[MATERIAL FOR THE TASK]
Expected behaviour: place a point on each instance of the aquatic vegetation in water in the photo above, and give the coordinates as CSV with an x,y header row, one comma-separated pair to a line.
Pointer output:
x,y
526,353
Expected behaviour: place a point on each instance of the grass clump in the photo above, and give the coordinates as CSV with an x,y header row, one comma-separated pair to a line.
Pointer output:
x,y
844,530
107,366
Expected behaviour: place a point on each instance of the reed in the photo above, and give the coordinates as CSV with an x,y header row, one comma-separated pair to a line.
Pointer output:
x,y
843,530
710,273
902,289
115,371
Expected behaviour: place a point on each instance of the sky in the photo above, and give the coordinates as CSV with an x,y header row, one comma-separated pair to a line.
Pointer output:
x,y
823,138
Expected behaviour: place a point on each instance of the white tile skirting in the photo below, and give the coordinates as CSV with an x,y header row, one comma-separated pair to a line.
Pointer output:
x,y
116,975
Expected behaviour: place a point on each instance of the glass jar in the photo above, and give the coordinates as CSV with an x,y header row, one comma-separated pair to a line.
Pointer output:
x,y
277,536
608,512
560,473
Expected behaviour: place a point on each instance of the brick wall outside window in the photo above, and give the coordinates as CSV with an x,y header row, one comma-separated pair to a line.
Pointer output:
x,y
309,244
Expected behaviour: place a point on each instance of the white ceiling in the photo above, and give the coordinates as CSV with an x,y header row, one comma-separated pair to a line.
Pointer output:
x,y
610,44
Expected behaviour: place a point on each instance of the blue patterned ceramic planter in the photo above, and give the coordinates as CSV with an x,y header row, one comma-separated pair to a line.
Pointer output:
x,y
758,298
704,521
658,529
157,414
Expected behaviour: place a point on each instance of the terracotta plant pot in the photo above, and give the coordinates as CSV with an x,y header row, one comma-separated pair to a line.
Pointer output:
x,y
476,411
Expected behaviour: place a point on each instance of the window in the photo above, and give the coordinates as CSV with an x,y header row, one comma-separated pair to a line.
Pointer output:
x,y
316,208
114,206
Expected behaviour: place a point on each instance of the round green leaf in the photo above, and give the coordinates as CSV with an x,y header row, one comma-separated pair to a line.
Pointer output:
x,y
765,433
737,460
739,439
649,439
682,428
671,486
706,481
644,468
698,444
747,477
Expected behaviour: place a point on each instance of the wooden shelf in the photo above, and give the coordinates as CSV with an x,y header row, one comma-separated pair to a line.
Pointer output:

[REQUIRED TASK] Recast every line of the entries above as a Markdown table with two columns, Row and Line. Number each row and leave out blank lines.

[RESPONSE TO THIS TASK]
| Row | Line |
|---|---|
| 1 | Expected behaviour: place a point on each instance of the aquatic vegetation in water in the photo above, and give the coordinates as CSV with an x,y header row, one comma-separated pair to a line. |
| 2 | Pointer output: |
| 3 | x,y |
| 4 | 526,353 |
| 5 | Expected behaviour: place a point on each instance of the grass clump in the photo above, and give the coordinates as CSV with an x,y header row, one comma-separated pair to a line. |
| 6 | Pointer output: |
| 7 | x,y |
| 8 | 844,530 |
| 9 | 107,366 |
| 10 | Expected behaviour: place a point on each instance of the reed in the photo above, and give the coordinates as CSV with an x,y header row, one comma-separated pair to a line. |
| 11 | Pointer output: |
| 12 | x,y |
| 13 | 843,530 |
| 14 | 710,273 |
| 15 | 902,289 |
| 16 | 115,371 |
| 17 | Expected behaviour: place a point on each instance of the sky in the photo above, and give the coordinates as CSV with an x,y header row, one comma-separated pair to a line. |
| 18 | Pointer output: |
| 19 | x,y |
| 20 | 823,138 |
| 21 | Expected behaviour: place a point on each instance of the white tile skirting in the photo below, and give the coordinates as CSV with an x,y header row, one comma-separated pair to a line. |
| 22 | Pointer output: |
| 23 | x,y |
| 24 | 116,975 |
| 25 | Expected behaviour: place a point on each instance of the glass jar in the photo above, and give the coordinates as CSV with an x,y header row, one comma-separated pair to a line. |
| 26 | Pointer output: |
| 27 | x,y |
| 28 | 277,536 |
| 29 | 608,512 |
| 30 | 560,473 |
| 31 | Expected behaviour: place a point on each instance of the brick wall outside window in the photo above, and give the coordinates as CSV with an x,y header row, one comma-separated pair to a line. |
| 32 | Pointer output: |
| 33 | x,y |
| 34 | 309,244 |
| 35 | Expected behaviour: place a point on each instance of the white ceiling in the photo above, and give the coordinates as CSV with an x,y header row, one comma-separated pair to a line. |
| 36 | Pointer output: |
| 37 | x,y |
| 38 | 610,44 |
| 39 | Expected behaviour: place a point on each instance of the blue patterned ceramic planter in the photo above, and give the coordinates as CSV with an x,y header row, one comma-separated pair to a line. |
| 40 | Pointer output: |
| 41 | x,y |
| 42 | 758,298 |
| 43 | 704,521 |
| 44 | 658,529 |
| 45 | 157,414 |
| 46 | Expected behaviour: place a point on each instance of the terracotta plant pot in the photo above, and give the coordinates as CSV with an x,y header row, one comma-separated pair to a line. |
| 47 | Pointer output: |
| 48 | x,y |
| 49 | 476,411 |
| 50 | Expected behaviour: place a point on each instance of the window in the photo above, and give the coordinates as CSV with an x,y header row, one comma-separated pair to a line. |
| 51 | Pointer output: |
| 52 | x,y |
| 53 | 316,208 |
| 54 | 114,206 |
| 55 | Expected behaviour: place a point on each instance of the round green leaf in the photo above, and give the coordinates as CSV with an x,y header row, one comma-separated pair to a line. |
| 56 | Pointer output: |
| 57 | x,y |
| 58 | 765,433 |
| 59 | 737,460 |
| 60 | 739,439 |
| 61 | 649,439 |
| 62 | 682,428 |
| 63 | 671,486 |
| 64 | 706,481 |
| 65 | 644,468 |
| 66 | 698,444 |
| 67 | 747,477 |
| 68 | Expected behaviour: place a point on each instance of the wooden shelf in the photo above, and give the coordinates as CSV with an x,y header row, one comma-separated pair to a line. |
| 69 | Pointer output: |